SOURCE PASSAGE –
Metadata-Version: 2.1
Name: snapshooter
Version: 1.0.7
Summary: Provides a set of utilities for comparing and backing up data on different filesystems
Home-page: https://github.com/jeromerg/snapshooter
Author: jeromerg
Author-email: jeromerg@gmx.net
Classifier: Programming Language :: Python :: 3
Classifier: License :: OSI Approved :: MIT License
Classifier: Operating System :: OS Independent
Requires-Python: >=3.10
Description-Content-Type: text/markdown
License-File: LICENSE
Requires-Dist: fsspec
Requires-Dist: pandas
Requires-Dist: tabulate
Requires-Dist: typer[all]
Requires-Dist: tzlocal

[![CI/CD Pipeline](https://github.com/jeromerg/snapshooter/actions/workflows/cicd.yml/badge.svg)](https://github.com/jeromerg/snapshooter/actions/workflows/cicd.yml)
[![Coverage](https://codecov.io/gh/jeromerg/snapshooter/graph/badge.svg?token=KC6KDDOBUF)](https://codecov.io/gh/jeromerg/snapshooter)

# Snapshooter (fsspec folder backup and restore tooling)

REQUEST –
Retype the snapshooter package metadata above in full, character for character.

RECORDS SUPPLIED –
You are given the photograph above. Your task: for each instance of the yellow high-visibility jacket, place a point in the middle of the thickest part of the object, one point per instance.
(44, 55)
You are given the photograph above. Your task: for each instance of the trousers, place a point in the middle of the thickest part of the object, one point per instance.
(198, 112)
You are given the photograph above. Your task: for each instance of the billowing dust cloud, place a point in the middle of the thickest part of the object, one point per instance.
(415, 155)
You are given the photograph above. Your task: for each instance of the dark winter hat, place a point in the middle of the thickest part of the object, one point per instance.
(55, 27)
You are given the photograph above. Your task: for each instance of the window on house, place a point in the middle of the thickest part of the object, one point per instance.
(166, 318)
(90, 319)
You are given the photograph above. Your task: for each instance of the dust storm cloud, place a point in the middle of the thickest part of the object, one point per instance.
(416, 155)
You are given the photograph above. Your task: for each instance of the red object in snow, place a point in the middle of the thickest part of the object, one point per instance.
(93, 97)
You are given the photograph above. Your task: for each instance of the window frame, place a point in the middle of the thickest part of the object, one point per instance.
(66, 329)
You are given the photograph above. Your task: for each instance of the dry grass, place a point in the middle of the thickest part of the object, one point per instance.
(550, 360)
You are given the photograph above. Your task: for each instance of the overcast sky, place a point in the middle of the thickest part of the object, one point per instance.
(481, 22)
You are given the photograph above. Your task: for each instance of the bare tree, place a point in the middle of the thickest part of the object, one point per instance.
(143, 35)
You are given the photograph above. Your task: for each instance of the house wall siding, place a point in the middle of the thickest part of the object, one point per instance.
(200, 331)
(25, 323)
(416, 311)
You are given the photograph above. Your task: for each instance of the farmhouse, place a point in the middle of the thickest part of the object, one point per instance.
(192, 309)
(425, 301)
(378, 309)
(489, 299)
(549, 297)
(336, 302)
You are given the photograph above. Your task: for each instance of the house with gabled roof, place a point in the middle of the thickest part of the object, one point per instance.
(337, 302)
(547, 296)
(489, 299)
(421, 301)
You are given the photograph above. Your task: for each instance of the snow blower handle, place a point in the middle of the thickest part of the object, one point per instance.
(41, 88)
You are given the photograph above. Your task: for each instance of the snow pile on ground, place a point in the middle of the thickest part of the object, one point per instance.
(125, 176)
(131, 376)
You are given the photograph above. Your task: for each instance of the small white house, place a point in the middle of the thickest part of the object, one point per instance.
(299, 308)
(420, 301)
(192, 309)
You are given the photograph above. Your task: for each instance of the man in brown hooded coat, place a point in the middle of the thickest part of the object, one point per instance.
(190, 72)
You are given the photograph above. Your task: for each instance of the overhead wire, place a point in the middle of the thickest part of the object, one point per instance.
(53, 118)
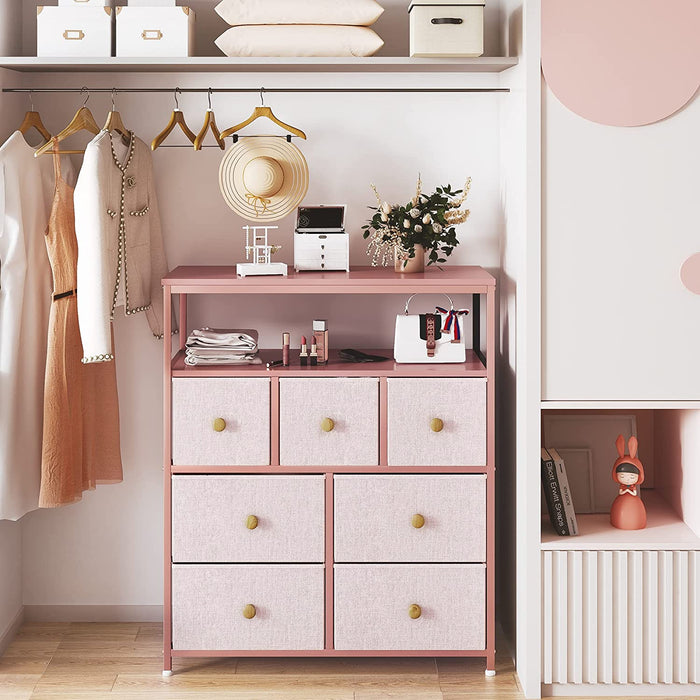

COMPLETE ANSWER –
Metadata-Version: 2.1
Name: snapshooter
Version: 1.0.7
Summary: Provides a set of utilities for comparing and backing up data on different filesystems
Home-page: https://github.com/jeromerg/snapshooter
Author: jeromerg
Author-email: jeromerg@gmx.net
Classifier: Programming Language :: Python :: 3
Classifier: License :: OSI Approved :: MIT License
Classifier: Operating System :: OS Independent
Requires-Python: >=3.10
Description-Content-Type: text/markdown
License-File: LICENSE
Requires-Dist: fsspec
Requires-Dist: pandas
Requires-Dist: tabulate
Requires-Dist: typer[all]
Requires-Dist: tzlocal

[![CI/CD Pipeline](https://github.com/jeromerg/snapshooter/actions/workflows/cicd.yml/badge.svg)](https://github.com/jeromerg/snapshooter/actions/workflows/cicd.yml)
[![Coverage](https://codecov.io/gh/jeromerg/snapshooter/graph/badge.svg?token=KC6KDDOBUF)](https://codecov.io/gh/jeromerg/snapshooter)

# Snapshooter (fsspec folder backup and restore tooling)